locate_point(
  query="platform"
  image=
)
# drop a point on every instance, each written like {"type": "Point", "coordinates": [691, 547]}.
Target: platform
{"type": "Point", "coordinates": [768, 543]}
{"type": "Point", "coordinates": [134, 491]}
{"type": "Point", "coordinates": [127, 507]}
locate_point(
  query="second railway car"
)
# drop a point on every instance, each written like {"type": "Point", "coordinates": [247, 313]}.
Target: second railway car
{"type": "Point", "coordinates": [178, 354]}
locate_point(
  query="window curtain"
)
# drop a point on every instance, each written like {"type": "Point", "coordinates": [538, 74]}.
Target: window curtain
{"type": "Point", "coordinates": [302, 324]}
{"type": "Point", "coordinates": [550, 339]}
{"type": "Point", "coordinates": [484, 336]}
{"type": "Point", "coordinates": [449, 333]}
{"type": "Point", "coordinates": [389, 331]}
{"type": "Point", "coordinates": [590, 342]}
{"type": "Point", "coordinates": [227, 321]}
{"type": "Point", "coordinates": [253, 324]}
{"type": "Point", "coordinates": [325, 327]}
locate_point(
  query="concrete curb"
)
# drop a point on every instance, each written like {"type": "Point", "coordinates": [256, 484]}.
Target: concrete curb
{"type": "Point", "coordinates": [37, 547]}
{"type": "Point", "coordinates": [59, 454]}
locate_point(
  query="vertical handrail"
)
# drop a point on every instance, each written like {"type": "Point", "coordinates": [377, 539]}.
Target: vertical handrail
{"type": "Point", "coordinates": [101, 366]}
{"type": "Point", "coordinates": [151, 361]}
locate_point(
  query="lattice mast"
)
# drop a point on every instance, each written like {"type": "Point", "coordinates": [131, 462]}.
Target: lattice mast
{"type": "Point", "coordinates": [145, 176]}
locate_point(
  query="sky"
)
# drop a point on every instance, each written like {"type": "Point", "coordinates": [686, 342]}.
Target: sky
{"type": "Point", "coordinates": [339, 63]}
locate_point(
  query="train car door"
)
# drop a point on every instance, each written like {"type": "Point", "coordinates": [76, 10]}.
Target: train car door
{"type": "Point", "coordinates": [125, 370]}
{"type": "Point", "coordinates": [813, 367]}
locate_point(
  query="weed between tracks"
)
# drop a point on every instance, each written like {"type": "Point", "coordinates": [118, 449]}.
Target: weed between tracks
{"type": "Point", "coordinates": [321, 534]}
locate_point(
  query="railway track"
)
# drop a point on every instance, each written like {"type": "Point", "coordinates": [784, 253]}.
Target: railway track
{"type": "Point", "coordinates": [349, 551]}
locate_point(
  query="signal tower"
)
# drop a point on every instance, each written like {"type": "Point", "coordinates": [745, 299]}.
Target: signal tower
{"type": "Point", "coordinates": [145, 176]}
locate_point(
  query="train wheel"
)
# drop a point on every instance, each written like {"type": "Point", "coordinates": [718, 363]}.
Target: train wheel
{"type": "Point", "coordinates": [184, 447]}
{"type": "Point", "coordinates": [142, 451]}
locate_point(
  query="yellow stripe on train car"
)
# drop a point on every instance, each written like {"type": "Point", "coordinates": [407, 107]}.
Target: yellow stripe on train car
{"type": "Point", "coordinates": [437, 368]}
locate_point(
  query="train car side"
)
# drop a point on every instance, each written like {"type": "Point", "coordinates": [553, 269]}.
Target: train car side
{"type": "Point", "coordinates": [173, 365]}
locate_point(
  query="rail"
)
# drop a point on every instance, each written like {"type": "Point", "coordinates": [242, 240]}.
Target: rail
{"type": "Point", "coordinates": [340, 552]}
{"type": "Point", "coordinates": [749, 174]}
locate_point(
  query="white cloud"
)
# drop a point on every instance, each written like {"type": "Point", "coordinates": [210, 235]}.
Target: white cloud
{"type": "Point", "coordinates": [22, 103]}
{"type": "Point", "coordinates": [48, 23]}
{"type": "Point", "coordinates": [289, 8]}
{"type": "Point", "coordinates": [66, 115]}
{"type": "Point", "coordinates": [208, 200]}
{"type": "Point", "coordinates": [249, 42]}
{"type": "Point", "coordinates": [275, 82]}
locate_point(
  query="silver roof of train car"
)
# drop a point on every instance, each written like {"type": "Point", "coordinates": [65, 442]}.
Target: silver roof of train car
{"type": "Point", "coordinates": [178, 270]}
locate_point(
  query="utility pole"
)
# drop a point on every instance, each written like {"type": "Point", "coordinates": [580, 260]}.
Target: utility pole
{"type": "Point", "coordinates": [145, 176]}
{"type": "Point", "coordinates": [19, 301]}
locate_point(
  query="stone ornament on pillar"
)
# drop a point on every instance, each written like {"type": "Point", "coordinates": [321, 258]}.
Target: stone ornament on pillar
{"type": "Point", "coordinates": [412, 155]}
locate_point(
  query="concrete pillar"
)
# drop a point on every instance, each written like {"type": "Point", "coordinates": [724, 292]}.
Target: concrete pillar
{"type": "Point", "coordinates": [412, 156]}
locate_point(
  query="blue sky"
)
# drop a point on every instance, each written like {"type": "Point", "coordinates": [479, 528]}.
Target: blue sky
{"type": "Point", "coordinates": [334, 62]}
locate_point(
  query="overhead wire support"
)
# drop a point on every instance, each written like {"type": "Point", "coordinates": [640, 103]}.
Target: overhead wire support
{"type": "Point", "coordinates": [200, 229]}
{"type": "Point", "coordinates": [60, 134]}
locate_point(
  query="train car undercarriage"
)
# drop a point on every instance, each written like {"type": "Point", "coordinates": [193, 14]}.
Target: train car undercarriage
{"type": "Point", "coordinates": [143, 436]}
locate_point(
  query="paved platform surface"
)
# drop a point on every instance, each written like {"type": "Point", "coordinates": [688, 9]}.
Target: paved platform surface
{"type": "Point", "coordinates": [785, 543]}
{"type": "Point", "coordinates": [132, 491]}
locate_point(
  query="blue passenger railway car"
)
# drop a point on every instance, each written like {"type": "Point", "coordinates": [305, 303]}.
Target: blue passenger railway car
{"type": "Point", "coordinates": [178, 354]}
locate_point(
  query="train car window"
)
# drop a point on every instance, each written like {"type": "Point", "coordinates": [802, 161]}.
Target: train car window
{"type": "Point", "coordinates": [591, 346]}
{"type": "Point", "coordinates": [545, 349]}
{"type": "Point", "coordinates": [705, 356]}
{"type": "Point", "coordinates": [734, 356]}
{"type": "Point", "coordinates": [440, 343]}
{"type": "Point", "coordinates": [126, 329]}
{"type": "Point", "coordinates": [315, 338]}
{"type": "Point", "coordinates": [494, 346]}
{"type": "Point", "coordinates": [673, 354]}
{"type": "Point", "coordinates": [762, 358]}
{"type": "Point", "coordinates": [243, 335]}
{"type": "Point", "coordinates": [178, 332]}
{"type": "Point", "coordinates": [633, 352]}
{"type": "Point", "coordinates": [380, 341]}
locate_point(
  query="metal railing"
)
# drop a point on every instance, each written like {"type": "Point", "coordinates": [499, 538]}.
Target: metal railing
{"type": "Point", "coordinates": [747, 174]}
+===+
**TASK TO CARRY OUT:** Restate the material word for word so that no line differs from the original.

**RESULT FOR THIS TASK:**
locate_point(
  query="platform"
  image=
)
# drop a point on every instance, each written like {"type": "Point", "coordinates": [691, 547]}.
Target: platform
{"type": "Point", "coordinates": [768, 543]}
{"type": "Point", "coordinates": [134, 491]}
{"type": "Point", "coordinates": [127, 507]}
locate_point(
  query="second railway car"
)
# drop a point on every instance, each written like {"type": "Point", "coordinates": [247, 313]}.
Target: second railway car
{"type": "Point", "coordinates": [178, 354]}
locate_point(
  query="window curtain"
)
# drop a point on every instance, each written like {"type": "Point", "coordinates": [538, 74]}.
Target: window curtain
{"type": "Point", "coordinates": [302, 324]}
{"type": "Point", "coordinates": [550, 339]}
{"type": "Point", "coordinates": [484, 336]}
{"type": "Point", "coordinates": [449, 333]}
{"type": "Point", "coordinates": [389, 331]}
{"type": "Point", "coordinates": [590, 342]}
{"type": "Point", "coordinates": [227, 321]}
{"type": "Point", "coordinates": [253, 324]}
{"type": "Point", "coordinates": [325, 327]}
locate_point(
  query="concrete curb"
)
# drop a point on every instance, each written like {"type": "Point", "coordinates": [256, 484]}.
Target: concrete curb
{"type": "Point", "coordinates": [37, 547]}
{"type": "Point", "coordinates": [59, 454]}
locate_point(
  query="vertical handrail"
)
# drop a point on every instance, each written like {"type": "Point", "coordinates": [377, 539]}.
Target: vertical handrail
{"type": "Point", "coordinates": [101, 366]}
{"type": "Point", "coordinates": [151, 361]}
locate_point(
  query="lattice mast"
)
# drop a point on every instance, each written like {"type": "Point", "coordinates": [131, 462]}.
Target: lattice mast
{"type": "Point", "coordinates": [145, 176]}
locate_point(
  query="sky"
)
# drop a point on every instance, each written like {"type": "Point", "coordinates": [686, 342]}.
Target: sky
{"type": "Point", "coordinates": [339, 63]}
locate_point(
  query="train car door"
)
# drop a point on every instance, each written like {"type": "Point", "coordinates": [76, 10]}.
Target: train car door
{"type": "Point", "coordinates": [125, 370]}
{"type": "Point", "coordinates": [813, 367]}
locate_point(
  query="weed between tracks"
)
# drop a point on every instance, each written like {"type": "Point", "coordinates": [118, 449]}.
Target: weed between tracks
{"type": "Point", "coordinates": [321, 534]}
locate_point(
  query="railway track"
)
# drop a point on every instance, each written like {"type": "Point", "coordinates": [784, 253]}.
Target: railway track
{"type": "Point", "coordinates": [349, 551]}
locate_point(
  query="signal tower"
)
# drop a point on every instance, each written like {"type": "Point", "coordinates": [745, 299]}.
Target: signal tower
{"type": "Point", "coordinates": [145, 176]}
locate_point(
  query="train wheel"
)
# drop a point on every instance, each written like {"type": "Point", "coordinates": [718, 363]}.
Target: train wheel
{"type": "Point", "coordinates": [184, 447]}
{"type": "Point", "coordinates": [142, 451]}
locate_point(
  query="yellow stripe on train car"
)
# drop a point on every instance, each written like {"type": "Point", "coordinates": [407, 107]}.
Target: yellow stripe on train car
{"type": "Point", "coordinates": [437, 368]}
locate_point(
  query="train car side"
)
# drop a point on every instance, each written like {"type": "Point", "coordinates": [553, 269]}.
Target: train car side
{"type": "Point", "coordinates": [173, 365]}
locate_point(
  query="rail"
)
# drop a point on every instance, each written like {"type": "Point", "coordinates": [242, 240]}.
Target: rail
{"type": "Point", "coordinates": [340, 552]}
{"type": "Point", "coordinates": [749, 174]}
locate_point(
  query="white cloud"
)
# drop a point on every instance, each written like {"type": "Point", "coordinates": [210, 235]}.
Target: white cloud
{"type": "Point", "coordinates": [22, 103]}
{"type": "Point", "coordinates": [48, 23]}
{"type": "Point", "coordinates": [289, 8]}
{"type": "Point", "coordinates": [66, 115]}
{"type": "Point", "coordinates": [208, 200]}
{"type": "Point", "coordinates": [249, 42]}
{"type": "Point", "coordinates": [275, 82]}
locate_point(
  query="silver roof of train car"
)
# drop a point on every instance, each written like {"type": "Point", "coordinates": [65, 442]}.
Target: silver roof of train car
{"type": "Point", "coordinates": [178, 270]}
locate_point(
  query="utility pole"
)
# drop a point on every instance, each written like {"type": "Point", "coordinates": [580, 260]}.
Target: utility pole
{"type": "Point", "coordinates": [145, 176]}
{"type": "Point", "coordinates": [19, 301]}
locate_point(
  query="stone ornament on pillar"
)
# drop a point on every instance, each written like {"type": "Point", "coordinates": [321, 258]}.
Target: stone ornament on pillar
{"type": "Point", "coordinates": [412, 155]}
locate_point(
  query="concrete pillar"
)
# drop a point on every instance, each written like {"type": "Point", "coordinates": [724, 292]}.
Target: concrete pillar
{"type": "Point", "coordinates": [412, 156]}
locate_point(
  query="blue sky"
)
# drop a point on every instance, each written like {"type": "Point", "coordinates": [479, 528]}.
Target: blue sky
{"type": "Point", "coordinates": [334, 62]}
locate_point(
  query="overhead wire support"
)
# drop a point on every instance, each written like {"type": "Point", "coordinates": [640, 103]}.
Target: overhead wire support
{"type": "Point", "coordinates": [200, 229]}
{"type": "Point", "coordinates": [60, 134]}
locate_point(
  query="train car undercarriage"
)
# drop a point on every instance, each written like {"type": "Point", "coordinates": [193, 14]}.
Target: train car undercarriage
{"type": "Point", "coordinates": [143, 436]}
locate_point(
  query="paved platform surface"
)
# drop a point on every instance, each written like {"type": "Point", "coordinates": [688, 9]}.
Target: paved platform surface
{"type": "Point", "coordinates": [785, 543]}
{"type": "Point", "coordinates": [132, 491]}
locate_point(
  query="blue passenger railway car"
)
# drop a point on every instance, each written like {"type": "Point", "coordinates": [305, 303]}.
Target: blue passenger railway car
{"type": "Point", "coordinates": [178, 354]}
locate_point(
  query="train car window"
)
# drop a point on every instance, each written like {"type": "Point", "coordinates": [802, 161]}.
Target: train car window
{"type": "Point", "coordinates": [591, 346]}
{"type": "Point", "coordinates": [545, 349]}
{"type": "Point", "coordinates": [705, 356]}
{"type": "Point", "coordinates": [734, 356]}
{"type": "Point", "coordinates": [440, 343]}
{"type": "Point", "coordinates": [126, 329]}
{"type": "Point", "coordinates": [315, 338]}
{"type": "Point", "coordinates": [494, 346]}
{"type": "Point", "coordinates": [673, 354]}
{"type": "Point", "coordinates": [762, 358]}
{"type": "Point", "coordinates": [243, 335]}
{"type": "Point", "coordinates": [178, 332]}
{"type": "Point", "coordinates": [633, 352]}
{"type": "Point", "coordinates": [380, 341]}
locate_point(
  query="metal railing"
)
# drop a point on every instance, each written like {"type": "Point", "coordinates": [499, 538]}.
Target: metal railing
{"type": "Point", "coordinates": [747, 174]}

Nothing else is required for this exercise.